- Exercise brief
Please repeat, unchanged, the lines at the top of the listing below, ending with the one that has "Target: shrub".

** Opening Extracted information block **

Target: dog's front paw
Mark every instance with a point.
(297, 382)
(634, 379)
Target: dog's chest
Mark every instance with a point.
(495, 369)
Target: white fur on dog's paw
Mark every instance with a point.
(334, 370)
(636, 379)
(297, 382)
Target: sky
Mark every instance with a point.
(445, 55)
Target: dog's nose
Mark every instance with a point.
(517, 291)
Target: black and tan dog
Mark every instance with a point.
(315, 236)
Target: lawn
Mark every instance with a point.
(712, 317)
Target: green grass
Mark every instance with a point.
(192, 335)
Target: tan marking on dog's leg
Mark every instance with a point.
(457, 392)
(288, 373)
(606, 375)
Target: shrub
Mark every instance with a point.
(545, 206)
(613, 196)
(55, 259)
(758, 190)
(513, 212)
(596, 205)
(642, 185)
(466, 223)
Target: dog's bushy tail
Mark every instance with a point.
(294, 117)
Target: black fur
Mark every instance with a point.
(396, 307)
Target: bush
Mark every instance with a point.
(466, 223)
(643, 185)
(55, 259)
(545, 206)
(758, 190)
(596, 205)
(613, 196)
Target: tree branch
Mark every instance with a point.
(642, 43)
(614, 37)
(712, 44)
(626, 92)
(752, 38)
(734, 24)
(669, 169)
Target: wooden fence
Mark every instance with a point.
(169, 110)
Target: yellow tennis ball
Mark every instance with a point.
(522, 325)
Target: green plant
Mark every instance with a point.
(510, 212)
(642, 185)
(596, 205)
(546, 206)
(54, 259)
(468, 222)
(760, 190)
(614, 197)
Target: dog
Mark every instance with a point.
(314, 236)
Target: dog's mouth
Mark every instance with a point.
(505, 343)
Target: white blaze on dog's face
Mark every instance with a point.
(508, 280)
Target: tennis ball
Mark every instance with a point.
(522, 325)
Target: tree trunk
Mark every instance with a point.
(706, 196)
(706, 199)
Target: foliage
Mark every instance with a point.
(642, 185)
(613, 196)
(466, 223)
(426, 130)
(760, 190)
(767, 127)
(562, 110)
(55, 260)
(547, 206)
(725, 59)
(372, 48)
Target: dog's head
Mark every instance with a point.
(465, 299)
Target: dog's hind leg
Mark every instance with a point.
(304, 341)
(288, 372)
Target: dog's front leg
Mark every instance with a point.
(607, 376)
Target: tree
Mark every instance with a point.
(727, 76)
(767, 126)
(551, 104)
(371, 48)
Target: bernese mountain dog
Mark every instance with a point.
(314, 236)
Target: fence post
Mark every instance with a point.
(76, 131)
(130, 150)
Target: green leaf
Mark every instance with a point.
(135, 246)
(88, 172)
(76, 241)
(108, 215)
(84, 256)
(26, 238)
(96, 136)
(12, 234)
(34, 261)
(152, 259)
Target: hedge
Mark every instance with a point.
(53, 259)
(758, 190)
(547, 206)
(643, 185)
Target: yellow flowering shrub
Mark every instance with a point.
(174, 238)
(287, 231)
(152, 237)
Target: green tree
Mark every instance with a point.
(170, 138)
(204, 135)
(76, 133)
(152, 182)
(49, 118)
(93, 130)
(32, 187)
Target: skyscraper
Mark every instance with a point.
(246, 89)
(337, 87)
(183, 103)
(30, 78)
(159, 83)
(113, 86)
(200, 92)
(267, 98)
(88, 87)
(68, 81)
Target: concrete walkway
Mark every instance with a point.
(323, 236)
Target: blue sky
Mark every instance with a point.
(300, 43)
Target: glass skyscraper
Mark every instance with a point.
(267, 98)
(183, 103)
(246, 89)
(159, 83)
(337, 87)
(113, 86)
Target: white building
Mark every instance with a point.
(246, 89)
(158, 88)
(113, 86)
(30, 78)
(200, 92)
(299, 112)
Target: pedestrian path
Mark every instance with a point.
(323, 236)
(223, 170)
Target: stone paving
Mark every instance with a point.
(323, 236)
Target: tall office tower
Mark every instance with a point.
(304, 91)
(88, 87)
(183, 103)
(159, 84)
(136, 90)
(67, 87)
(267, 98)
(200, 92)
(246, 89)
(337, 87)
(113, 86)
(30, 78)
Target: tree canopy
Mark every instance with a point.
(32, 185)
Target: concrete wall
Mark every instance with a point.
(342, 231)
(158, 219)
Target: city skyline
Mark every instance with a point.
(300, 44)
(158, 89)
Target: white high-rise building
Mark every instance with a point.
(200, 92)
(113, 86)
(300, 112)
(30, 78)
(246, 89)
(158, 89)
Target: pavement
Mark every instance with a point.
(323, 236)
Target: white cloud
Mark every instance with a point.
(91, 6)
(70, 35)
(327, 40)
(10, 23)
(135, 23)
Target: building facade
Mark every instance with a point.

** Closing Extracted information block **

- Worked solution
Target: dog's front paw
Mark every instance with a point.
(297, 382)
(634, 379)
Target: dog's chest
Mark every instance with a point.
(495, 369)
Target: white fur on dog's paw
Mark every instance with a point.
(334, 370)
(636, 379)
(297, 382)
Target: sky
Mark every instance with a point.
(445, 55)
Target: dog's nose
Mark every instance with a point.
(517, 291)
Target: black and tan dog
Mark every instance with a point.
(315, 236)
Target: lawn
Mark every instance with a point.
(712, 317)
Target: green grass
Mark every instance with a point.
(192, 335)
Target: tan marking on dog's leg
Mark every instance with a point.
(457, 392)
(288, 373)
(606, 375)
Target: shrub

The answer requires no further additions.